• **DO THIS**:
Print, word for word, the lines beginning with the one that contains "Target: lower lip" and continuing through the one that contains "x=255 y=299".

_ _ _ _ _

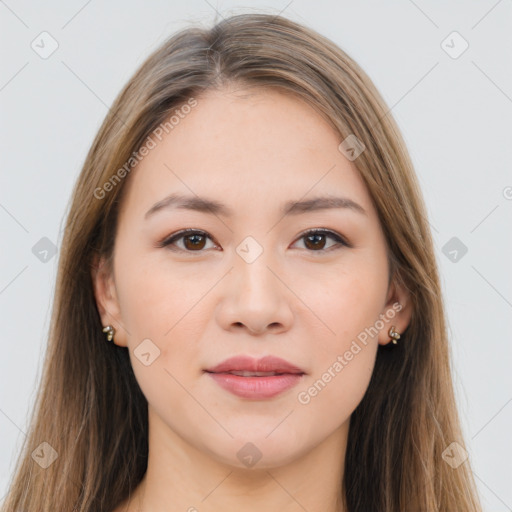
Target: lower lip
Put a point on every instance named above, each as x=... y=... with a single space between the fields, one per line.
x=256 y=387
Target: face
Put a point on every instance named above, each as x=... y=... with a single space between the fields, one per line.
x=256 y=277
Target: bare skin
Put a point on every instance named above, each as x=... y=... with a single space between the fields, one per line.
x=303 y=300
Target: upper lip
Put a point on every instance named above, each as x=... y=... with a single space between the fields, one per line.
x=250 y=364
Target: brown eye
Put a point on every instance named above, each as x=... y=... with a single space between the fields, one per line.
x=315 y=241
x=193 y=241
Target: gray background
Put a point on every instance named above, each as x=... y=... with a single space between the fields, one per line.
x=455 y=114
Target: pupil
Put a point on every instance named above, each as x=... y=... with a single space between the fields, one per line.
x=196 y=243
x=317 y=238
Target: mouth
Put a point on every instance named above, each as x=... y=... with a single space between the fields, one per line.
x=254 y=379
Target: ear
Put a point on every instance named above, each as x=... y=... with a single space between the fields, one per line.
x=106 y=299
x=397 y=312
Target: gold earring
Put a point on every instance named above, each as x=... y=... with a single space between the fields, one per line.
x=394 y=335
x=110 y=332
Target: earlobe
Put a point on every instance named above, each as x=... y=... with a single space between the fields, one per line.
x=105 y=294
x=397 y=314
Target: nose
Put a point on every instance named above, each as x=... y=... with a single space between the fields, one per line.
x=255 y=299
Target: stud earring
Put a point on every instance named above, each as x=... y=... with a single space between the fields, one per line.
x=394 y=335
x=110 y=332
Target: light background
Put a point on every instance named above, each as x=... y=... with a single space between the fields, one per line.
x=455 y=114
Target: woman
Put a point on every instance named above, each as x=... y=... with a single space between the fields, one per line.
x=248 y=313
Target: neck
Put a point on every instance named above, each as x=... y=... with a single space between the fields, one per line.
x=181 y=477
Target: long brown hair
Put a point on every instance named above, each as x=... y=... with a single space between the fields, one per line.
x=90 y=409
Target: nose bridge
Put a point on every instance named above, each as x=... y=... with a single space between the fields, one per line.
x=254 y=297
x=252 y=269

_ _ _ _ _

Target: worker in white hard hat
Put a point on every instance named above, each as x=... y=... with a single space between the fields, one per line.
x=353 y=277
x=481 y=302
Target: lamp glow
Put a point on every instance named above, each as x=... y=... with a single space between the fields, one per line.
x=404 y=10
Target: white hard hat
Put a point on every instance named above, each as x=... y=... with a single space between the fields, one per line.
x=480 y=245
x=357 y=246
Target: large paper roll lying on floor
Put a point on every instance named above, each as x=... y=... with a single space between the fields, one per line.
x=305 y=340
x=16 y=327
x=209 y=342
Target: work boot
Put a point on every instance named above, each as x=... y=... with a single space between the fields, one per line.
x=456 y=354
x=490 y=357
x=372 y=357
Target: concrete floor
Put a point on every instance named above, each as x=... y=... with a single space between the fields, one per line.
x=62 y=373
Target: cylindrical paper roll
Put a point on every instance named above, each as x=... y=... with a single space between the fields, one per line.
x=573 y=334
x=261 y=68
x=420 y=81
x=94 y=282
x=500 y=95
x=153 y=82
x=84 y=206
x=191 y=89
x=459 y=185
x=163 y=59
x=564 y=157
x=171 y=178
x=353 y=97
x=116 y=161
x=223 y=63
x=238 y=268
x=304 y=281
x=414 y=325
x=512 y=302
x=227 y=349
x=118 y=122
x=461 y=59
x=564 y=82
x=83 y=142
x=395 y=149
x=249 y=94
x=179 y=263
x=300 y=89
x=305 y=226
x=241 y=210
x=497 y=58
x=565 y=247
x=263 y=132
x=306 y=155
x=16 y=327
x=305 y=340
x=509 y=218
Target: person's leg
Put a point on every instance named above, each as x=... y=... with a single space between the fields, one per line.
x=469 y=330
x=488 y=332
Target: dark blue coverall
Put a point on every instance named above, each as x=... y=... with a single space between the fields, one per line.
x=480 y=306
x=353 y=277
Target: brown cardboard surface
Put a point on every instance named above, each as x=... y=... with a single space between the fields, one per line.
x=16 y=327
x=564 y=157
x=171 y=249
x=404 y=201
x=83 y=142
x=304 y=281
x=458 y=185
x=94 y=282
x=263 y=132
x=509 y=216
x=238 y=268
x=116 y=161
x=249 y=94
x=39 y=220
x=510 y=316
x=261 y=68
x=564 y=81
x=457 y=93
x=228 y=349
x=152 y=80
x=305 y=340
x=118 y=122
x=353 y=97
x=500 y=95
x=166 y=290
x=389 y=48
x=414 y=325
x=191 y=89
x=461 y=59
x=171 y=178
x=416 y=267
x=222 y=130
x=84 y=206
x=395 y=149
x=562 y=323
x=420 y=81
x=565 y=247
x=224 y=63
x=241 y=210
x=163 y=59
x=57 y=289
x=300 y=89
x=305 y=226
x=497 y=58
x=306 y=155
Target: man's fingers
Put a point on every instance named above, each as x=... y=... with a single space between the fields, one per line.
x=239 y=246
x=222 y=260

_ _ _ _ _

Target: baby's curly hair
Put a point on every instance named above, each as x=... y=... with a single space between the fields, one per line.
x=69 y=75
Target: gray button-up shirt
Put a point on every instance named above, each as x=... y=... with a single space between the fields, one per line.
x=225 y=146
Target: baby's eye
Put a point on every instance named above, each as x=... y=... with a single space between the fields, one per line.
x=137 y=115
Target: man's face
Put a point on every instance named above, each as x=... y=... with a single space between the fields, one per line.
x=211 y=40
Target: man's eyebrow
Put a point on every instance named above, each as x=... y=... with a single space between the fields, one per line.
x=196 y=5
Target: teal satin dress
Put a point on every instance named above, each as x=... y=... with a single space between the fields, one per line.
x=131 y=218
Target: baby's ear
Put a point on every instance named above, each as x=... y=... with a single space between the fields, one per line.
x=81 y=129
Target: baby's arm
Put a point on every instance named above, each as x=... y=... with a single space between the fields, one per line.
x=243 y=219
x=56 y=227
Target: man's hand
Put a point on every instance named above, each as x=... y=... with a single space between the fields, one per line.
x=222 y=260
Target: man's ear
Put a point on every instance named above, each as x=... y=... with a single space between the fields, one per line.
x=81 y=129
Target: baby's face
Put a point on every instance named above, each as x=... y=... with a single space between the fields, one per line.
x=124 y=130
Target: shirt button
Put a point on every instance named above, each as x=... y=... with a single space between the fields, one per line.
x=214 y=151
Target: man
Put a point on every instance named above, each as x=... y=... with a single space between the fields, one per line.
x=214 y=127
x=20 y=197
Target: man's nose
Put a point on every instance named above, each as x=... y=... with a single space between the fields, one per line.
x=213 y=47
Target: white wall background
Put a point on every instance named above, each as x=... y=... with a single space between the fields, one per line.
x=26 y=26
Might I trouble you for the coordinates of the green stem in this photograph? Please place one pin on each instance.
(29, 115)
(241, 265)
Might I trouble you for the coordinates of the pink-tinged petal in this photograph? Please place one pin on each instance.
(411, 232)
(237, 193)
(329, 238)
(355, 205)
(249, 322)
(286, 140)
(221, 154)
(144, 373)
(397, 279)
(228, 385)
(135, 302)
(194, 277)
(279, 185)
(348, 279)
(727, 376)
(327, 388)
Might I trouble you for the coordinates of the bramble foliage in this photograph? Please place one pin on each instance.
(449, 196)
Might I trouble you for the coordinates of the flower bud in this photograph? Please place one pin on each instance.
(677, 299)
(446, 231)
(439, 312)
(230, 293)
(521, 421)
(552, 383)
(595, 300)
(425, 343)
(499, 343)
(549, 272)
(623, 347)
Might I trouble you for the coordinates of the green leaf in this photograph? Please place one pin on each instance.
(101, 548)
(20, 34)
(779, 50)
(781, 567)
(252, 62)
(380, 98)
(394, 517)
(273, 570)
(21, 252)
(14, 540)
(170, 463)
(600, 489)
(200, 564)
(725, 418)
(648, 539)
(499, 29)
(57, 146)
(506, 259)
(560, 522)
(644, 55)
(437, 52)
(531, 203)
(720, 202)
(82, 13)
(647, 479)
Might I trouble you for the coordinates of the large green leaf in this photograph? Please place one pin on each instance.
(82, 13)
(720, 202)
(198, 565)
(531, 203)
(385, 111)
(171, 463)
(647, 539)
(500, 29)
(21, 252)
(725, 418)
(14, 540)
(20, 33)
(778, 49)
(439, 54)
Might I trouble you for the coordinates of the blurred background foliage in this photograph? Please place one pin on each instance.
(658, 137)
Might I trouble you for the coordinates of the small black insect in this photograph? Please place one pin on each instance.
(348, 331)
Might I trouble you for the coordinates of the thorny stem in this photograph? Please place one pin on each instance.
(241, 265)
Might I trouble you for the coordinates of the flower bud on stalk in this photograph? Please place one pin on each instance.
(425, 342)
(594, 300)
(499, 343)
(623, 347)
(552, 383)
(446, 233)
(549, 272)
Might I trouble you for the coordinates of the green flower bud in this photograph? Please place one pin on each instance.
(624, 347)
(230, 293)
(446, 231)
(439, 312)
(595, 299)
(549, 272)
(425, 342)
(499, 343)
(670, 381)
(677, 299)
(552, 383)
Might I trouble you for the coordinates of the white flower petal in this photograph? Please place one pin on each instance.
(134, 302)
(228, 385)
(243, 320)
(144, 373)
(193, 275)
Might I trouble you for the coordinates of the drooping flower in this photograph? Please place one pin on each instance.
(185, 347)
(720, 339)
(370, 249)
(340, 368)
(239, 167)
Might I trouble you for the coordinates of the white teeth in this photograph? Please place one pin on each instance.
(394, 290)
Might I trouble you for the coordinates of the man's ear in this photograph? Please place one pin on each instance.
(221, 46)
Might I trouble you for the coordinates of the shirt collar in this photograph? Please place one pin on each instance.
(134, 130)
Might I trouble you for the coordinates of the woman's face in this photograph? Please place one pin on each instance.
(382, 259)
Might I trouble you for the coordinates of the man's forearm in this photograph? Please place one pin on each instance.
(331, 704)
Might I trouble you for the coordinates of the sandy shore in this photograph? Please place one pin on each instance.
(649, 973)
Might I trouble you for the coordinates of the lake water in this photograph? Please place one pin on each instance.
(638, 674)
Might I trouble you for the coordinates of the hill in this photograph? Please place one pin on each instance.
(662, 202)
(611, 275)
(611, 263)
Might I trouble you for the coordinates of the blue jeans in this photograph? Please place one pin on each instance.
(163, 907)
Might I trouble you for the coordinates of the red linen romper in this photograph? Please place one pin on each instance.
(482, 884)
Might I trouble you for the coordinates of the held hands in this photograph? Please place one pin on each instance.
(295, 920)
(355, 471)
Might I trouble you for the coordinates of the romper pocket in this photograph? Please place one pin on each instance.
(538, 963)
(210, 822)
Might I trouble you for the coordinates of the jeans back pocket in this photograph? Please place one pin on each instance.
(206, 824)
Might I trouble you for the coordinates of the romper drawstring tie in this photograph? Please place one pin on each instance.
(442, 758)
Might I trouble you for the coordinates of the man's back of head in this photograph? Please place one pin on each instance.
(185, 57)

_ _ _ _ _

• **ANSWER TO THE TASK**:
Target: lower lip
Put a point on every instance named above, each as x=... y=... with a single space between the fields, one per line.
x=256 y=387
Target: face
Put a point on every instance named above, each as x=... y=... with a single space between the fields, one per line.
x=256 y=277
Target: bare skin
Put a point on every instance named above, each as x=... y=... with a single space between the fields, one per line.
x=303 y=300
Target: upper lip
Put a point on every instance named above, each as x=... y=... with a single space between the fields, one per line.
x=250 y=364
Target: brown eye
Put a point on every instance named above, each as x=... y=... with a single space between the fields, one per line.
x=315 y=241
x=193 y=241
Target: gray background
Put a point on every instance named above, each as x=... y=... with a single space between the fields, one per line.
x=455 y=114
Target: pupil
Put a point on every instance named above, each as x=... y=... with a single space between the fields, one per line.
x=196 y=243
x=317 y=238
Target: mouth
Put a point on every instance named above, each as x=... y=... with a single space between the fields, one per line.
x=254 y=379
Target: ear
Put a point on every instance named above, each as x=... y=... with a single space between the fields, one per line.
x=106 y=299
x=397 y=312
Target: gold earring
Put a point on every instance named above, each as x=... y=... with a single space between the fields, one per line.
x=394 y=335
x=110 y=332
Target: earlobe
Put a point on every instance named above, each as x=... y=... with a single space between the fields, one per line.
x=105 y=294
x=397 y=314
Target: nose
Put a point on every instance named above, each as x=... y=... with a single space between the fields, one per line.
x=255 y=299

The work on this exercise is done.